### EXERCISE INPUT
————
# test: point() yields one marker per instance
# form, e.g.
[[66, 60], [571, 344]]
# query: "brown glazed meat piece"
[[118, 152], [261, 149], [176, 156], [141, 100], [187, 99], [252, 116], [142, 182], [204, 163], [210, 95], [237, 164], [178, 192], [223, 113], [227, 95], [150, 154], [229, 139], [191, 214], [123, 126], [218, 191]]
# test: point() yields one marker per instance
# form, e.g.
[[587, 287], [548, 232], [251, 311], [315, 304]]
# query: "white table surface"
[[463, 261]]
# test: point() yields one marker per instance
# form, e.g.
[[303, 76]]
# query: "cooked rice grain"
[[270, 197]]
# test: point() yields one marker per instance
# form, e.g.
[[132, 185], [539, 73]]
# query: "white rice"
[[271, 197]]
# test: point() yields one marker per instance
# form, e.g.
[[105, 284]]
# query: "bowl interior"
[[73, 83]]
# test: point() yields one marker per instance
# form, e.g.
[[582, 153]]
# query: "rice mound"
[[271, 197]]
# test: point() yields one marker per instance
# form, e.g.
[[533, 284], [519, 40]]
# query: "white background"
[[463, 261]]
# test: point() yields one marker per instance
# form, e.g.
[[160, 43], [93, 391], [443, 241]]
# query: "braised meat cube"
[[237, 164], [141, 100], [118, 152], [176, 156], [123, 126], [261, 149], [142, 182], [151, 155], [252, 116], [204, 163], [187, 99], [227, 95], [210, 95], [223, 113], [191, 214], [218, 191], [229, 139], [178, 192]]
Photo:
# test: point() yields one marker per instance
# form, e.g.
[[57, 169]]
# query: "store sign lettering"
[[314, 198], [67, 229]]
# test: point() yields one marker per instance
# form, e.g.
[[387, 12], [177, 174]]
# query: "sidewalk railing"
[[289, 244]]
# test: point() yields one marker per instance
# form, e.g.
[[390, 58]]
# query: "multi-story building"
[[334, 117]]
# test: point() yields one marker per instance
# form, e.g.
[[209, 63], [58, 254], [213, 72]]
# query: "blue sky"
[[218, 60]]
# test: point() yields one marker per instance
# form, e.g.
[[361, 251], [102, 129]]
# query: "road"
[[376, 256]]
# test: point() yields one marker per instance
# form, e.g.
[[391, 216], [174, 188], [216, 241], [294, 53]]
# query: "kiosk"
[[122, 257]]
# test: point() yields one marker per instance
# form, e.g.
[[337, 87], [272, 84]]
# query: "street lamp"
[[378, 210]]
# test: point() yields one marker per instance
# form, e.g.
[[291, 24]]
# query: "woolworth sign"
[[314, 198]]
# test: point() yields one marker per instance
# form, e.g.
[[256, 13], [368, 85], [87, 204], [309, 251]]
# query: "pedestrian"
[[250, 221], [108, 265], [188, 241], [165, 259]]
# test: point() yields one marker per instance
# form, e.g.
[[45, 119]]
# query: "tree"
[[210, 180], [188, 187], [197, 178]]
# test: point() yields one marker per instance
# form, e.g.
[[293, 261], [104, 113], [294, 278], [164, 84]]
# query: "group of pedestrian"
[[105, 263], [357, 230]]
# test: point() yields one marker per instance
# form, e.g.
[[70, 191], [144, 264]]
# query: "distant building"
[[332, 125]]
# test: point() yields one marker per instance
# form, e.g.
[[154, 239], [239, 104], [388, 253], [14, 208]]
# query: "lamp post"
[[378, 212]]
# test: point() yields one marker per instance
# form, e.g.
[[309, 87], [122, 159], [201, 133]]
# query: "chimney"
————
### ASSIGNMENT
The material is to be output in full, exactly as it stands.

### SOLUTION BELOW
# test: point() yields one marker per instance
# form, e.g.
[[66, 60], [571, 344]]
# query: "brown glazed meat piece"
[[118, 152], [261, 149], [176, 156], [141, 100], [187, 99], [252, 116], [142, 182], [204, 163], [210, 95], [237, 164], [178, 192], [223, 113], [227, 95], [150, 154], [229, 139], [191, 214], [123, 126], [218, 191]]
# test: point() yields one marker per instance
# form, e.g.
[[587, 287], [548, 232], [251, 311], [315, 304]]
# query: "white table surface"
[[463, 261]]
# test: point() yields one marker per instance
# form, e.g.
[[303, 76]]
# query: "cooked rice grain"
[[270, 197]]
# test: point() yields one marker per instance
# form, e.g.
[[132, 185], [539, 73]]
# query: "white rice"
[[271, 197]]
# test: point() yields one marker per instance
# form, e.g.
[[105, 284]]
# query: "bowl interior"
[[73, 83]]
# test: point() yields one marker per instance
# form, e.g.
[[582, 153]]
# query: "rice mound"
[[271, 197]]
# test: point() yields one marker per instance
# form, e.g.
[[533, 284], [519, 40]]
# query: "white background"
[[463, 261]]
# test: point() yields one marker per instance
# form, e.g.
[[160, 43], [93, 391], [443, 241]]
# query: "braised meat cube"
[[237, 164], [141, 100], [118, 152], [176, 156], [123, 126], [261, 149], [142, 182], [151, 155], [252, 116], [204, 163], [187, 99], [227, 95], [210, 95], [223, 113], [191, 214], [218, 191], [229, 139], [178, 192]]
Photo:
# test: point() yields one marker per instance
# form, e.g.
[[57, 169]]
# query: "store sign lettering"
[[314, 198], [67, 229]]
# test: point() yields one marker per instance
# form, e.g.
[[387, 12], [177, 174]]
# query: "sidewalk railing"
[[289, 244]]
# test: point() yields one marker per instance
# form, e.g.
[[390, 58]]
# query: "multi-story building"
[[334, 117]]
# test: point() yields one marker per instance
# form, e.g.
[[209, 63], [58, 254], [213, 72]]
# query: "blue sky"
[[218, 60]]
# test: point() yields one marker per instance
# form, e.g.
[[361, 251], [102, 129]]
# query: "road"
[[376, 256]]
# test: point() yields one marker per instance
# form, e.g.
[[391, 216], [174, 188], [216, 241], [294, 53]]
# query: "kiosk"
[[122, 257]]
# test: point() yields one marker per instance
# form, e.g.
[[337, 87], [272, 84]]
# query: "street lamp"
[[378, 210]]
# test: point() yields one marker per instance
# form, e.g.
[[291, 24]]
# query: "woolworth sign"
[[314, 198]]
# test: point() yields one marker per instance
# form, e.g.
[[256, 13], [368, 85], [87, 204], [309, 251]]
# query: "pedestrian"
[[250, 221], [108, 265], [188, 241], [165, 259]]
# test: point() yields one marker per instance
# form, e.g.
[[45, 119]]
# query: "tree"
[[210, 180], [188, 187], [197, 178]]
# test: point() yields one marker per instance
# form, e.g.
[[293, 261], [104, 113], [294, 278], [164, 84]]
# query: "group of pedestrian"
[[105, 263], [357, 230]]
# test: point() yields one marker per instance
# form, e.g.
[[70, 191], [144, 264]]
# query: "distant building"
[[332, 125]]
# test: point() yields one marker per instance
# form, e.g.
[[154, 239], [239, 104], [388, 253], [14, 208]]
# query: "lamp post"
[[378, 212]]
# test: point() yields one marker per instance
# form, e.g.
[[309, 87], [122, 159], [201, 133]]
# query: "chimney"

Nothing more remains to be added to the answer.